** Supplied records **
****************************************

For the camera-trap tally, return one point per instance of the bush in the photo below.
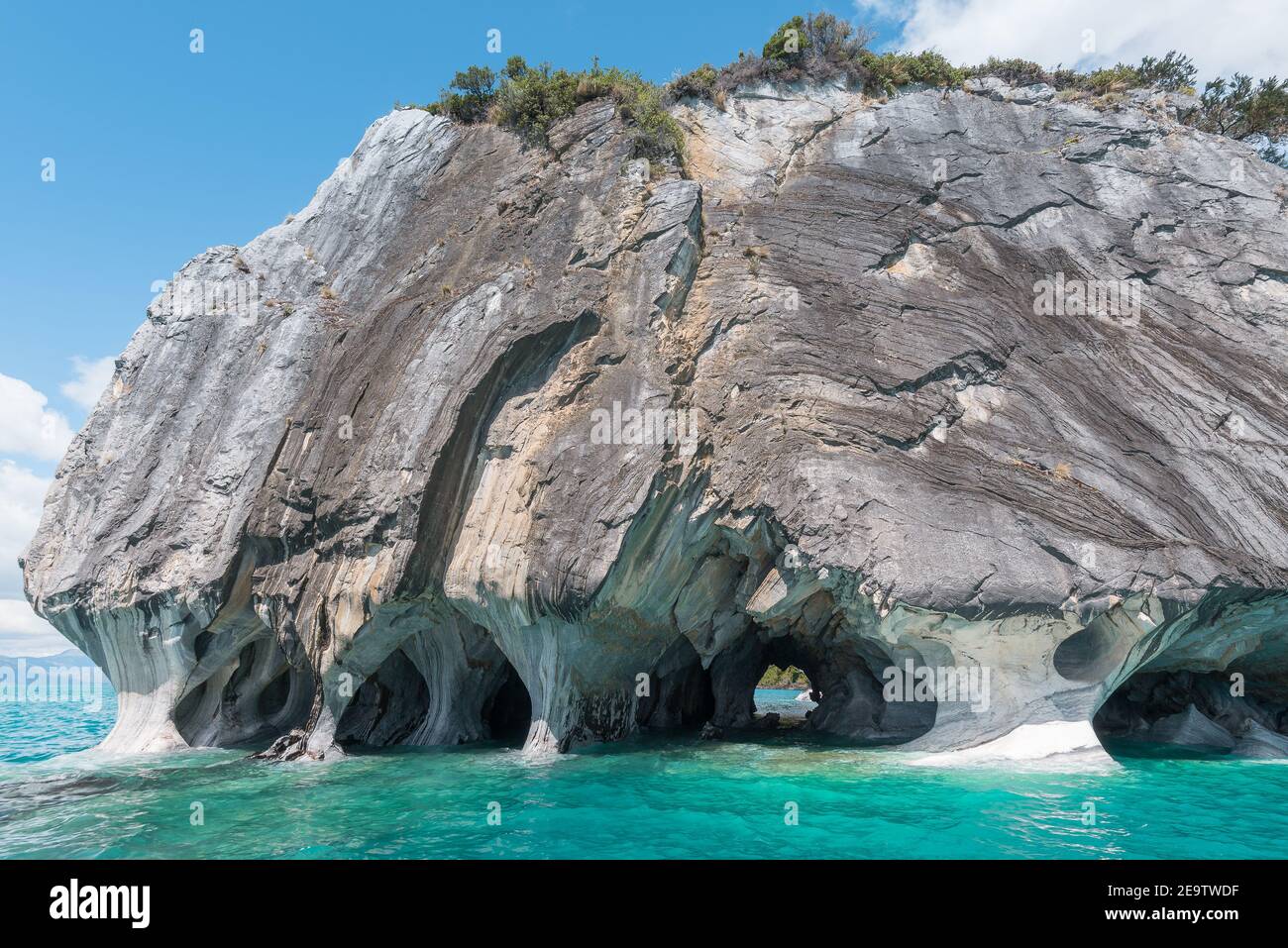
(475, 91)
(1244, 111)
(529, 101)
(1173, 72)
(889, 71)
(820, 47)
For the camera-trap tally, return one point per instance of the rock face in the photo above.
(971, 404)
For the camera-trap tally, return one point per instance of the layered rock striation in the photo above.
(975, 388)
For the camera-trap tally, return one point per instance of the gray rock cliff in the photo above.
(980, 382)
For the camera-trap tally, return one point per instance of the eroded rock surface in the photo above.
(557, 433)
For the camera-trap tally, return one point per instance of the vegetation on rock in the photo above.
(820, 47)
(531, 99)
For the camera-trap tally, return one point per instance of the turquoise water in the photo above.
(644, 797)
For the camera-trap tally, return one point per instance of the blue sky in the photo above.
(160, 153)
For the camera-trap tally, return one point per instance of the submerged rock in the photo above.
(971, 398)
(1256, 741)
(1190, 728)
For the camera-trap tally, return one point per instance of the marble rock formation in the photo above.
(969, 403)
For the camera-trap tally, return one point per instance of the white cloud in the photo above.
(91, 377)
(27, 427)
(22, 494)
(24, 633)
(1239, 35)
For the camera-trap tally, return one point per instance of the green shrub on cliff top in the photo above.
(819, 47)
(531, 99)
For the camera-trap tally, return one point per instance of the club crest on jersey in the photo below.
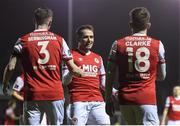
(96, 60)
(80, 59)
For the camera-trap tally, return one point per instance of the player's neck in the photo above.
(85, 52)
(141, 32)
(42, 27)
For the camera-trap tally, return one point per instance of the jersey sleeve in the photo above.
(167, 104)
(113, 51)
(66, 51)
(161, 53)
(66, 75)
(17, 47)
(102, 69)
(18, 84)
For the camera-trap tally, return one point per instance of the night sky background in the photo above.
(110, 19)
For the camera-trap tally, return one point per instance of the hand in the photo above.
(110, 108)
(6, 89)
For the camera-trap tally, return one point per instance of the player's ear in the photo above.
(148, 25)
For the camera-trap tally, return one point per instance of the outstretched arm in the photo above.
(74, 69)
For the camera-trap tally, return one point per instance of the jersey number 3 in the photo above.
(142, 63)
(44, 51)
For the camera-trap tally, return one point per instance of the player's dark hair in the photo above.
(41, 15)
(139, 17)
(81, 28)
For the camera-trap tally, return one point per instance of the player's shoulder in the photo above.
(120, 39)
(58, 36)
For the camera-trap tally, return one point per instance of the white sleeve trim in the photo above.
(161, 51)
(18, 84)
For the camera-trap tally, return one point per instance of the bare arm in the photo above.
(161, 75)
(164, 116)
(109, 80)
(66, 75)
(9, 69)
(74, 69)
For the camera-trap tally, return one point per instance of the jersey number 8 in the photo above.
(142, 63)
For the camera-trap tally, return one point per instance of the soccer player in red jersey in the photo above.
(86, 100)
(141, 61)
(41, 53)
(172, 108)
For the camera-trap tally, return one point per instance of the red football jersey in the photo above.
(19, 85)
(41, 53)
(87, 88)
(137, 58)
(174, 108)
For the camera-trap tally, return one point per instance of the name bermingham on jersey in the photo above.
(42, 38)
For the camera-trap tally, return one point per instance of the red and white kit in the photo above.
(174, 109)
(85, 95)
(41, 53)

****************************************

** What this task involves **
Rewrite the material from the line holding "red jersey in the photo above." through the end of the material, inclusive, with each "return" changed to "give" and nothing else altered.

** Response below **
For the camera-trap tally, give one point per instance of the soccer player in red jersey in the photo above.
(86, 100)
(141, 61)
(41, 53)
(172, 108)
For the camera-trap tally, give one point per instance of the red football jersey in the photo above.
(19, 85)
(41, 53)
(87, 88)
(137, 58)
(174, 108)
For the camera-trap tally, give one point per instance of the name bermingham on jersey in the photo above.
(42, 38)
For the camera-trap tally, give one point per instance of the red and white kit in the photo above.
(174, 109)
(85, 95)
(41, 53)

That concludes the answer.